WHAT TO WORK ON: Given the listing below, write out exactly the lines starting with the line that has "x=198, y=396" and going on through the line that has "x=300, y=202", both kept.

STUDY MATERIAL:
——————

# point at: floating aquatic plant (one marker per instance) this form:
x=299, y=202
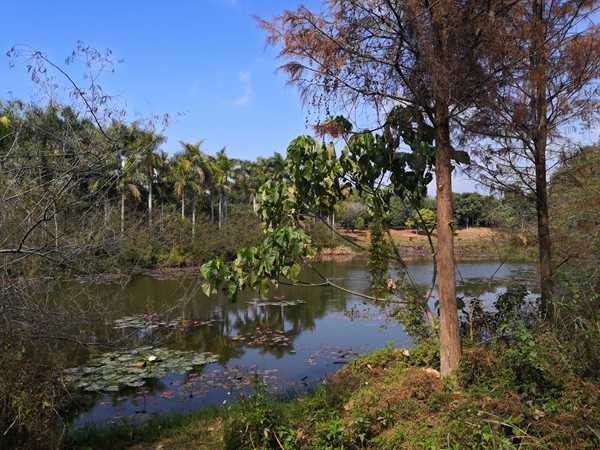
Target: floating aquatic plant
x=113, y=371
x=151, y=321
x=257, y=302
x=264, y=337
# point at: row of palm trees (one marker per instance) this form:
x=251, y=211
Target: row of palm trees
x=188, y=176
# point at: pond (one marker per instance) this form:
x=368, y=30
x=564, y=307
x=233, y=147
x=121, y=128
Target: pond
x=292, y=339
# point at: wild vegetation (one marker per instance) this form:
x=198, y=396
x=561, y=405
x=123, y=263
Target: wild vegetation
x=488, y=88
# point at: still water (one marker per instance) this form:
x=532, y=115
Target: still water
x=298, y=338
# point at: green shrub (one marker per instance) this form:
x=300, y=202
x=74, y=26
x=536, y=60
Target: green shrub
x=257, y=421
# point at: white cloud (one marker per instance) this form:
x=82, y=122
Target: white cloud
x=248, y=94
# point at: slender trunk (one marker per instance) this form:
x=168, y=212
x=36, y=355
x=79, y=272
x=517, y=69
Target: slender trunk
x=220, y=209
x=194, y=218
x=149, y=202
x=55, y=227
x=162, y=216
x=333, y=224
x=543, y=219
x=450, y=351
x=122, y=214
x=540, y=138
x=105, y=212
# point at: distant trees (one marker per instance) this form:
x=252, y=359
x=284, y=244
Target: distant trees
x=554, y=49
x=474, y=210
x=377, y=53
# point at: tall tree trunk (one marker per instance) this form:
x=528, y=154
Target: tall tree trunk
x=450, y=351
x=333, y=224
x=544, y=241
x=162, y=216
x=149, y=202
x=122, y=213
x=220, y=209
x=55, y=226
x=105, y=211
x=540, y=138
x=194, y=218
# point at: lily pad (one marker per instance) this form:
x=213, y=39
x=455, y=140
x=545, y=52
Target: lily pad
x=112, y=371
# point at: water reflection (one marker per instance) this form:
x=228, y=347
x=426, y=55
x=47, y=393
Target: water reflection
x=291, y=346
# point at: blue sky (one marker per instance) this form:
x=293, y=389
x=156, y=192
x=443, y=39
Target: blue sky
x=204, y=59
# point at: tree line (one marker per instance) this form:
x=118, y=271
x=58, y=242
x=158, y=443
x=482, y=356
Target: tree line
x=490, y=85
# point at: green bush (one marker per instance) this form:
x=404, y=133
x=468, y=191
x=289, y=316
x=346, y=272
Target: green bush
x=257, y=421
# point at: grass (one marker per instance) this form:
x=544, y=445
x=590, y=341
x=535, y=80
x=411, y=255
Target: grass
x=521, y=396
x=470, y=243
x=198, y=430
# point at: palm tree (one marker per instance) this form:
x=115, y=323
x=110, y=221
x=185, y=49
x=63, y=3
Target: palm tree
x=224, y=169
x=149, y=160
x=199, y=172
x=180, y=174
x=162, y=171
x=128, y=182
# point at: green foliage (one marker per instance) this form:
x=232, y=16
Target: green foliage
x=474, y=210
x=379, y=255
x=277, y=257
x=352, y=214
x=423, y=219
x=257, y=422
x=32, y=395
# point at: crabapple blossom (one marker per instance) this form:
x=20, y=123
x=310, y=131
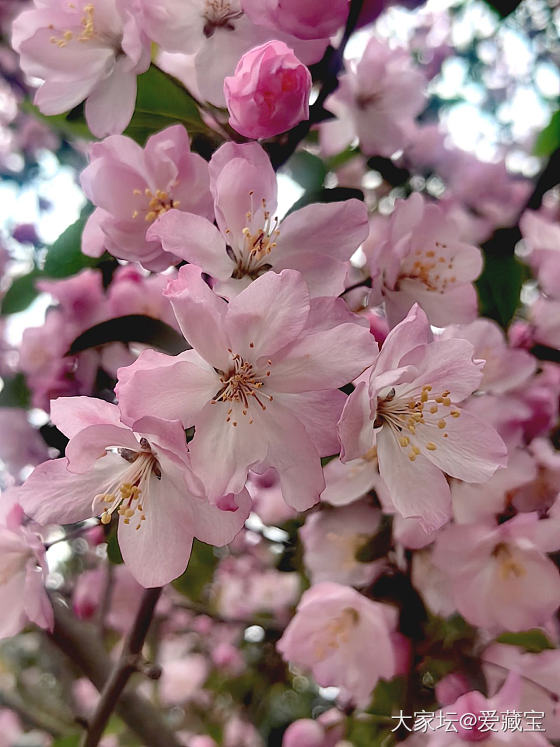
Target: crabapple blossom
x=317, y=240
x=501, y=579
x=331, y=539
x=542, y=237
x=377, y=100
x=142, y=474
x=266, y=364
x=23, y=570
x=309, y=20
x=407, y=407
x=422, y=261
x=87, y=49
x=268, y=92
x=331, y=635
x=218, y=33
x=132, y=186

——————

RESPONSE TO THE EXERCISE:
x=198, y=396
x=561, y=405
x=123, y=263
Target: wild vegetation
x=488, y=88
# point at: still water (one marker per instance) this form:
x=532, y=115
Target: still water
x=298, y=338
# point at: green shrub (one marker per instance) this form:
x=300, y=202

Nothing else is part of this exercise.